## Document extract
╭──

Monday, April 12, 2010

Awesome Video -- Part 2: The Rest

Another filmstrip to insult the intelligence of a normal 8-year-old. Let's go back through time, and see what it was composed of.


00:00-00:26 We have already discussed the title, in Part 1.

00:27-01:02 "Let's go back in time." And, through the magic of pointlesss and inartistic video, we do. (The reverse aging scene presumably stops at mid-childhood because that's when "we" are thought to have begun being victimized by "our" parents' religious propagandizing, but any really rational person would certainly object to the implicit obcurantism of the "star-gate" effects,* which precede -- one assumes,through a momentary suspension of chronological reversal -- the newborn's cry -- itself inserted, one assumes, through the director's momentary forgetfulness concerning our "backward" destination. Or could early childhood, infancy and peri- and prenatal stages have been skipped deliberately?)

01:03 The SRR lecture begins.

╰──

## Exercise tasks
(a) In the video review, what happens at 01:03?
(b) Carry on writing the review of the video from the point where it ends.

## Recorded information
╭──

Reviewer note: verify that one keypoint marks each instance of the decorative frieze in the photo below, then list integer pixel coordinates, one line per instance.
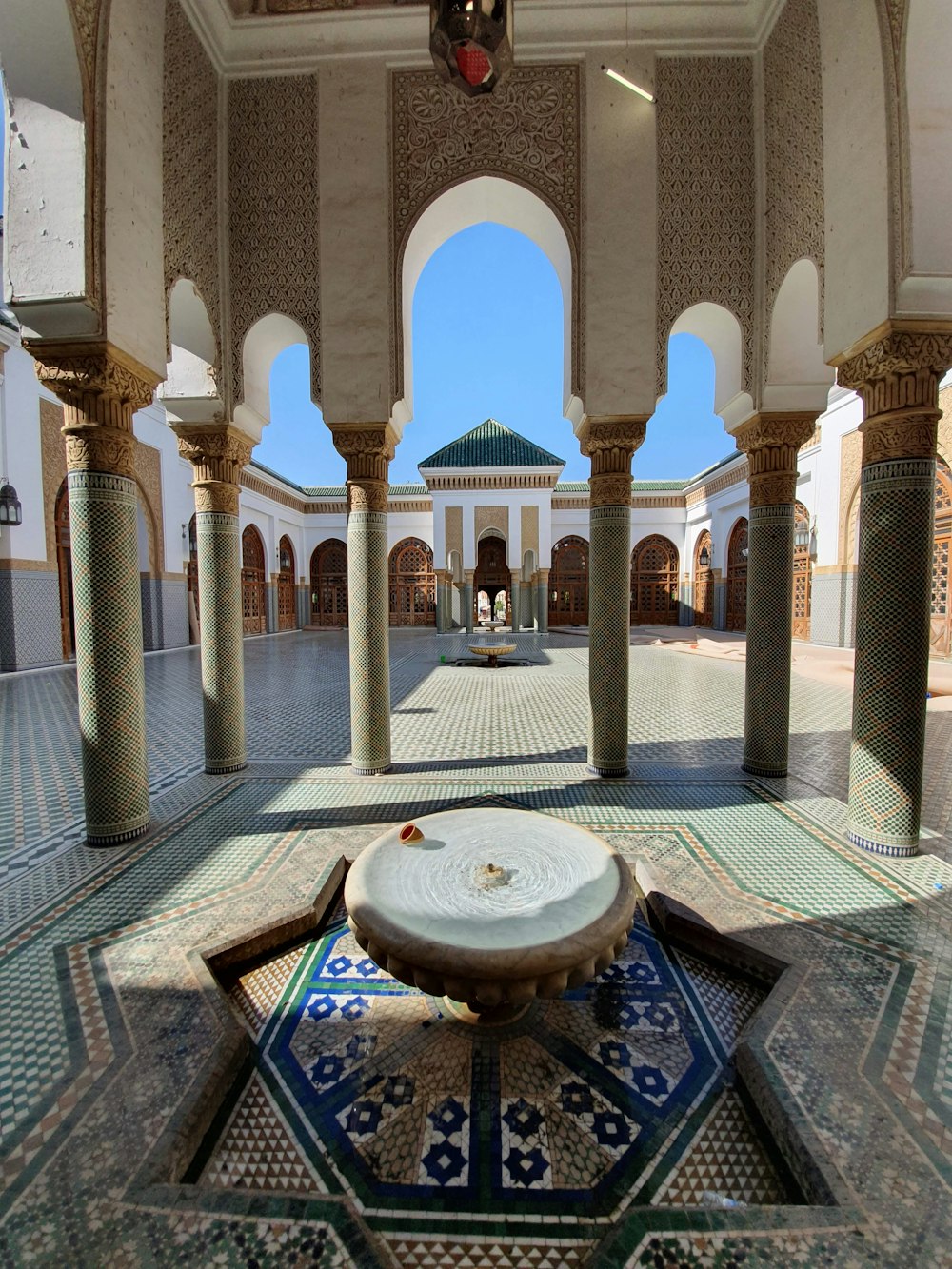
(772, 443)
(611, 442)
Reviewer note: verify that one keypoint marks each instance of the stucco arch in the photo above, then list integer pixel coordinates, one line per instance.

╰──

## Solved problems
(a) The SRR lecture begins.

(b)
-01:22 "Do you remember when you were a child, when your parents introduced you a certain belief system?"

Is it really quite fair of the SRR to accompany this question with a display of Macaulay Culkin's "horrified" expression from "Home Alone"?

Anyway, the SRR here poses a yes-or-no question to which a particular subject might respond "No" for a variety of reasons. The best would be that "belief systems" and "cultures" are co-creators one of another, and introduction to the prevailing culture begins with the first human touch (or perhaps before). For the same reason, a "No" based on one's parents' avoidance of any explicit religious instruction would be too superficial an answer.

(Those who are trying to guess our lecturer's first language will have picked up on the "introduced you." Most likely, it's a language that has a dative case still in regular use.)

-02:09 SRR makes a rather disorganized and repetitious declaration of its "tabula rasa" theory of infant- and child-psychology, only with a freshly-zeroed memory chip substituting for the classical blank slate.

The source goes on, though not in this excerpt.